- **Obiettivo 1**: Converti in una lista JSON di stringhe le righe dell'elenco che vanno dalla riga contenente "Identify the person" fino alla riga contenente "496,179,662,241", quest'ultima inclusa, con una stringa per ogni riga e senza le righe vuote.

- **Estratto**:
☆ ☆ ☆

Negli anni precedenti, come in quelli di poco successivi, non mancano i film che rivelano la grinta dell’interprete – da Schiavo d’amore (1934) a La foresta pietrificata (1936) e Le cinque schiave (1937), da Tramonto (1939) a Perdutamente tua (1942) – avviando la galleria di personaggi femminili perfidi, autoritari, sgradevoli, in cui l’intensa forza di carattere contrassegna la coraggiosa modernità della donna di fronte al destino, con lo strepitoso repertorio di occhiate oblique, labbra serrate, gesti insolenti, scatti nervosi e battute taglienti che le è proprio. Nei mélo strappalacrime, le sue testarde ereditiere, acide zitelle, subdole governanti, nevrotiche cenerentole, tutte con la inconfondibile piega amara della bocca, animano i percorsi conflittuali del woman’s film dove lo sguardo femminile ruba la scena agli uomini.

Nel dopoguerra il personaggio di Margo Channing di Eva contro Eva (1950) è la sua performance più clamorosa e struggente, mentre incalzano i volti nuovi dell’Actor’s Studio. Il capolavoro di Joseph L. Mankiewicz, attraverso la metafora del teatro, mette in scena la paura d’invecchiare, i meccanismi del successo, i segreti dello show-business e le paranoie della società americana. Nel 1999, dieci anni dopo la scomparsa dell’attrice, Pedro Almodovar in Tutto su mia madre ripropone alcune magiche sequenze del vecchio film, perché «tre o quattro donne che parlano, si confessano e mentono nel camerino di un teatro, il sancta sanctorum dell’universo femminile», rimandano per lui all’«origine della finzione e della narrazione».

☆ ☆ ☆

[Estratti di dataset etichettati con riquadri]
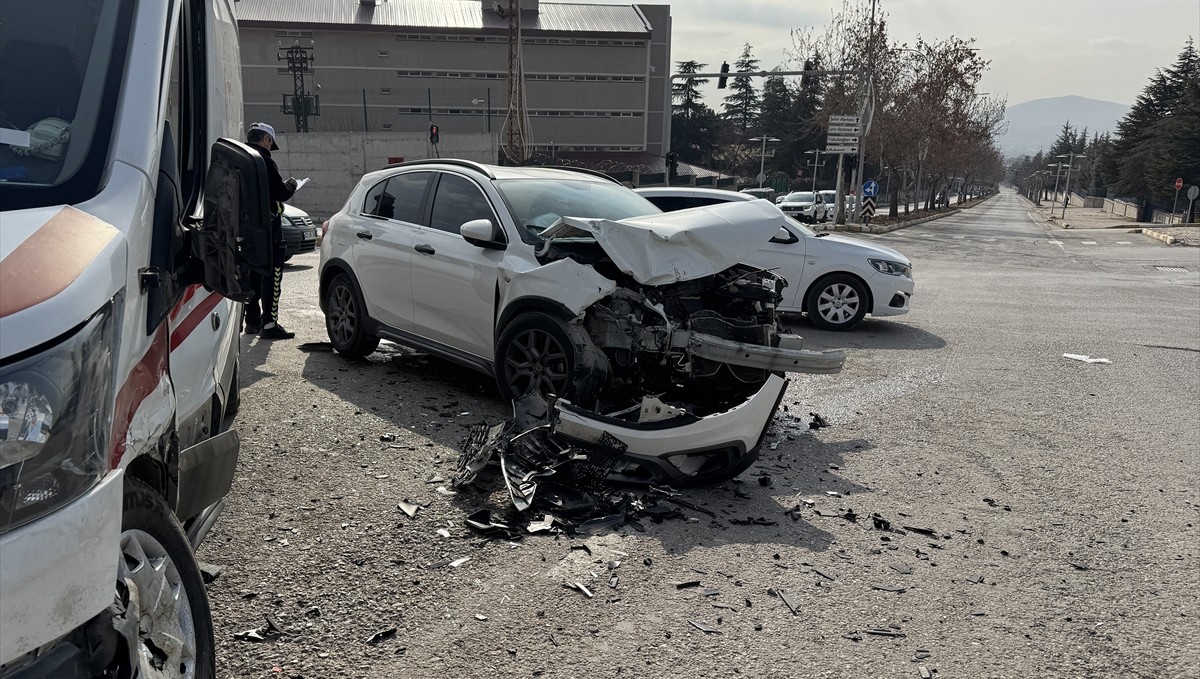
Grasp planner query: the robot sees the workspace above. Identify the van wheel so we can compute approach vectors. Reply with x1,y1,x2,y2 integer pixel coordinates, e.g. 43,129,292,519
114,479,216,679
325,274,379,359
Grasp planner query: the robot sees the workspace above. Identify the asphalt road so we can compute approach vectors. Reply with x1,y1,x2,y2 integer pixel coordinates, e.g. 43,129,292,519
199,192,1200,678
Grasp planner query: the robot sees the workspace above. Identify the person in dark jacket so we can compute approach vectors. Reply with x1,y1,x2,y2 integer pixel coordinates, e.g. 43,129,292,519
246,122,296,340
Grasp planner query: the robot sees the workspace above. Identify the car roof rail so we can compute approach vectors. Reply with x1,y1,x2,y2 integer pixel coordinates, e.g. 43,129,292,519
379,158,496,179
527,166,620,184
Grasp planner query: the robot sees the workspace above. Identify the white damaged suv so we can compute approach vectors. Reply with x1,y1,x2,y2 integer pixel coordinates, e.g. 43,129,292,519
320,160,845,485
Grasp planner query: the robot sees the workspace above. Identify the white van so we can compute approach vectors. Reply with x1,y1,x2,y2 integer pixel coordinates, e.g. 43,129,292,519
0,0,270,678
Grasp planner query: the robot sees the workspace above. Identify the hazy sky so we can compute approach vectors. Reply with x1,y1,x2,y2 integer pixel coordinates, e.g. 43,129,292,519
561,0,1200,110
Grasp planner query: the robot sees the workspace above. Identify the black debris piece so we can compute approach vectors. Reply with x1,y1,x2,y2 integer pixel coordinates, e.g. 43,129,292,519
197,561,224,584
730,516,779,525
775,589,800,615
296,342,334,353
233,627,266,642
367,627,396,645
863,630,907,638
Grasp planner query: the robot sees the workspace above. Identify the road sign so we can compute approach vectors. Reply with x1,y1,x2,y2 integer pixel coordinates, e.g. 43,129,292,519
860,196,878,220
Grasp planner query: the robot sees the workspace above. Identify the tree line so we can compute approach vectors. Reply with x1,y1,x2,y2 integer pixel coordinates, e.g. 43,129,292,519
671,0,1006,216
1009,38,1200,218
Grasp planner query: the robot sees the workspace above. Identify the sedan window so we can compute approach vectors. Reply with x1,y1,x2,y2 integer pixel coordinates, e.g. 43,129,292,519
430,174,498,234
362,172,432,224
496,179,662,241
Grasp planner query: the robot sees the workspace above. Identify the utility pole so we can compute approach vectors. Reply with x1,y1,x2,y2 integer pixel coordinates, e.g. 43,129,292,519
275,41,319,132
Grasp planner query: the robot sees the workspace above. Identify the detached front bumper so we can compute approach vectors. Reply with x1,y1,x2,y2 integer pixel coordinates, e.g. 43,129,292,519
554,374,787,485
0,470,125,665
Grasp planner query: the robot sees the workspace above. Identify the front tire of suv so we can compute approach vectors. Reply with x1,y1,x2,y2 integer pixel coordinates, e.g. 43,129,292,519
325,274,379,359
496,311,580,402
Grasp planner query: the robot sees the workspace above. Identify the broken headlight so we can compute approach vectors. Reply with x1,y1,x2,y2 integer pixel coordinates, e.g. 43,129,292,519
868,259,912,276
0,304,115,533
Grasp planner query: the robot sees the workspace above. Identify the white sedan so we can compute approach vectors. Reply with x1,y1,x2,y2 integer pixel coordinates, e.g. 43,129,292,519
635,186,913,330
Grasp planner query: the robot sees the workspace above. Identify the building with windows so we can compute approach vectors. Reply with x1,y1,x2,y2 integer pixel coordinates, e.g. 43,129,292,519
229,0,671,156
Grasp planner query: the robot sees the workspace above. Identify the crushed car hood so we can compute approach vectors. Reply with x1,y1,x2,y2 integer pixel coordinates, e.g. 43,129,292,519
541,200,782,286
809,234,912,264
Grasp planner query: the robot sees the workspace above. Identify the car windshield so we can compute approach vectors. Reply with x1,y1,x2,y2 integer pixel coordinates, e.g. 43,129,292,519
496,179,662,240
0,0,131,209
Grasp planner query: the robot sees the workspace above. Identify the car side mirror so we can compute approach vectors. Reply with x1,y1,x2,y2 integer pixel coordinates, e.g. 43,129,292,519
458,220,506,250
187,139,272,302
770,227,800,244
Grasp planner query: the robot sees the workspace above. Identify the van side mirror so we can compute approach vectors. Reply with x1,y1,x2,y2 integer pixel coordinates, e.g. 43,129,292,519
190,139,272,302
770,227,800,244
458,220,506,250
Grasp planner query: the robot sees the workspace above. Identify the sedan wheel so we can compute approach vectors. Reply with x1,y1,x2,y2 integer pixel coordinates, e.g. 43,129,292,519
325,274,379,359
806,274,868,330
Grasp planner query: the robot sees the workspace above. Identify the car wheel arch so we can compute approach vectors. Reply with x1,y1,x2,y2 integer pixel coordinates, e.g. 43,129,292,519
317,259,362,312
798,270,875,313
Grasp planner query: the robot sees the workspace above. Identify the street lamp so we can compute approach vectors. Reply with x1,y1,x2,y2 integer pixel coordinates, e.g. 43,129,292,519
1050,151,1087,220
749,137,780,188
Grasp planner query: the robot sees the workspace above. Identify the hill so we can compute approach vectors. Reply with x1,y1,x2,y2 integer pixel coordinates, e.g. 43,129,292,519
1000,95,1129,156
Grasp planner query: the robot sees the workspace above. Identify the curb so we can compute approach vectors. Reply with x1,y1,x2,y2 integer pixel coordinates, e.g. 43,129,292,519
1141,228,1180,245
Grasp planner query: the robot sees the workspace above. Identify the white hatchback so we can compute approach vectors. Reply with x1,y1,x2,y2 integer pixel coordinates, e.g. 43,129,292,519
319,160,845,487
635,186,914,330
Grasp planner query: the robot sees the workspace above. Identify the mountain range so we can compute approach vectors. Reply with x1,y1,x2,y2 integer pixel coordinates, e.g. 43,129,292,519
998,95,1129,157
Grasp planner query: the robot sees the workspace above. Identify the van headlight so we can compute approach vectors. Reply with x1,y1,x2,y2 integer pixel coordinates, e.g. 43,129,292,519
0,302,115,533
868,259,912,276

☆ ☆ ☆

- **Obiettivo 2**: Trascrivi dall'estratto, senza alcuna modifica, il passo che va da "Negli anni precedenti, come" fino a "scena agli uomini." compreso.

- **Risposta scritta 1**:
[
  "Grasp planner query: the robot sees the workspace above. Identify the person in dark jacket so we can compute approach vectors. Reply with x1,y1,x2,y2 integer pixel coordinates, e.g. 43,129,292,519",
  "246,122,296,340",
  "Grasp planner query: the robot sees the workspace above. Identify the car roof rail so we can compute approach vectors. Reply with x1,y1,x2,y2 integer pixel coordinates, e.g. 43,129,292,519",
  "379,158,496,179",
  "527,166,620,184",
  "Grasp planner query: the robot sees the workspace above. Identify the white damaged suv so we can compute approach vectors. Reply with x1,y1,x2,y2 integer pixel coordinates, e.g. 43,129,292,519",
  "320,160,845,485",
  "Grasp planner query: the robot sees the workspace above. Identify the white van so we can compute approach vectors. Reply with x1,y1,x2,y2 integer pixel coordinates, e.g. 43,129,292,519",
  "0,0,270,678",
  "Grasp planner query: the robot sees the workspace above. Identify the hazy sky so we can compute approach vectors. Reply with x1,y1,x2,y2 integer pixel coordinates, e.g. 43,129,292,519",
  "561,0,1200,110",
  "Grasp planner query: the robot sees the workspace above. Identify the black debris piece so we can compute approach vectors. Reply with x1,y1,x2,y2 integer pixel coordinates, e.g. 43,129,292,519",
  "197,561,224,584",
  "730,516,779,525",
  "775,589,800,615",
  "296,342,334,353",
  "233,627,266,642",
  "367,627,396,645",
  "863,630,907,638",
  "Grasp planner query: the robot sees the workspace above. Identify the road sign so we can compute approach vectors. Reply with x1,y1,x2,y2 integer pixel coordinates, e.g. 43,129,292,519",
  "860,196,878,220",
  "Grasp planner query: the robot sees the workspace above. Identify the tree line so we can compute approach vectors. Reply with x1,y1,x2,y2 integer pixel coordinates, e.g. 43,129,292,519",
  "671,0,1006,216",
  "1009,38,1200,218",
  "Grasp planner query: the robot sees the workspace above. Identify the sedan window so we can compute approach vectors. Reply with x1,y1,x2,y2 integer pixel coordinates, e.g. 43,129,292,519",
  "430,174,498,234",
  "362,172,432,224",
  "496,179,662,241"
]

- **Risposta scritta 2**:
Negli anni precedenti, come in quelli di poco successivi, non mancano i film che rivelano la grinta dell’interprete – da Schiavo d’amore (1934) a La foresta pietrificata (1936) e Le cinque schiave (1937), da Tramonto (1939) a Perdutamente tua (1942) – avviando la galleria di personaggi femminili perfidi, autoritari, sgradevoli, in cui l’intensa forza di carattere contrassegna la coraggiosa modernità della donna di fronte al destino, con lo strepitoso repertorio di occhiate oblique, labbra serrate, gesti insolenti, scatti nervosi e battute taglienti che le è proprio. Nei mélo strappalacrime, le sue testarde ereditiere, acide zitelle, subdole governanti, nevrotiche cenerentole, tutte con la inconfondibile piega amara della bocca, animano i percorsi conflittuali del woman’s film dove lo sguardo femminile ruba la scena agli uomini.